Region pointing data
::::::

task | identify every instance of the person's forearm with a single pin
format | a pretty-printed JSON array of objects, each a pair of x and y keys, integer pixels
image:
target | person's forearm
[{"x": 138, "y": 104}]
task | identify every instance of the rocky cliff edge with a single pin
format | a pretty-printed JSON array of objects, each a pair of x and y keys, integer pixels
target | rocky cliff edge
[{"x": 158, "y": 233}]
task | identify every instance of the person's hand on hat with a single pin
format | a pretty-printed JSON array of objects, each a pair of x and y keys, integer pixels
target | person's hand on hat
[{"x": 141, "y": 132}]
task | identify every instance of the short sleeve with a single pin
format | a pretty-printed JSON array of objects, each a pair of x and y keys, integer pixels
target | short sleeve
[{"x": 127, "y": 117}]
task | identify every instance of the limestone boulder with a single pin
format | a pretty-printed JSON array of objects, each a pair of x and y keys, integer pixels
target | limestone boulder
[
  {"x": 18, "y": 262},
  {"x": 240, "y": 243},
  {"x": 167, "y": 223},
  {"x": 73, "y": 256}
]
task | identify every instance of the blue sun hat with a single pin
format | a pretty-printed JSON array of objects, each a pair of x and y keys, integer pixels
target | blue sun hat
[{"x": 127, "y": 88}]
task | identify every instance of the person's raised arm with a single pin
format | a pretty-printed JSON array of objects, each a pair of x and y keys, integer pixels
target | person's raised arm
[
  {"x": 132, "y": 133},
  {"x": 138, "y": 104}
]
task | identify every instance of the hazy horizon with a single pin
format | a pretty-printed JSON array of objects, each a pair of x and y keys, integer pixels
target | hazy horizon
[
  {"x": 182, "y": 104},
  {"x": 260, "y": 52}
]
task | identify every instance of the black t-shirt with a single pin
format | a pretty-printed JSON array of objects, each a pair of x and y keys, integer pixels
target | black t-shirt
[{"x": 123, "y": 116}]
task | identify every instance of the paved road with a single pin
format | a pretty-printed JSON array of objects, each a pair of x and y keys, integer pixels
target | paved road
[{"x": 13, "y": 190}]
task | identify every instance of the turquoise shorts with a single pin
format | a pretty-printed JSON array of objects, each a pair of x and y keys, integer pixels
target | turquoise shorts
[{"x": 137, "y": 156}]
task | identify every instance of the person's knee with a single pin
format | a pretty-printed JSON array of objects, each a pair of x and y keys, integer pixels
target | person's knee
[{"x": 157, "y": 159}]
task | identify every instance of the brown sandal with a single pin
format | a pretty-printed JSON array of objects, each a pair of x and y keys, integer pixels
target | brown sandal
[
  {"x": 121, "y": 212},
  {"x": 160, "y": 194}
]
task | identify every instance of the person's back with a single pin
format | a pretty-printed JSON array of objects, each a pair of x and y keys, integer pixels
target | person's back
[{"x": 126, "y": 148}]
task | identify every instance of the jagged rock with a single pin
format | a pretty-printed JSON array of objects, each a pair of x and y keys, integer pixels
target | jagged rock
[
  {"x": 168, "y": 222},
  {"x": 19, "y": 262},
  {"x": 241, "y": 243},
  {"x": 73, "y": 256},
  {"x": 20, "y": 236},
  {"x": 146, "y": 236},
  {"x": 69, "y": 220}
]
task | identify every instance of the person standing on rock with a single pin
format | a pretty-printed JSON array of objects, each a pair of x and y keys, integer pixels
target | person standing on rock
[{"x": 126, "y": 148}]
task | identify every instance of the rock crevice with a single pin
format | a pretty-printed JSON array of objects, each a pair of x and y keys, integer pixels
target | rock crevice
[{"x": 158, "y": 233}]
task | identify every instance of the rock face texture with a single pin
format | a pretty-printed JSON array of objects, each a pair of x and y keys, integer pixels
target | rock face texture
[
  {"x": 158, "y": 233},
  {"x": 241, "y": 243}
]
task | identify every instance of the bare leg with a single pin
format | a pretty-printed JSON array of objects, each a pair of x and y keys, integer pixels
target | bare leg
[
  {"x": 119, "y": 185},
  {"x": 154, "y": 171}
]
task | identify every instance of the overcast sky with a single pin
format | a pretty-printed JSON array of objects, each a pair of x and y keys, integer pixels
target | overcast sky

::::::

_Assignment:_ The answer must be a single number: how many lines in the data above contain the string "overcast".

_Answer:_ 2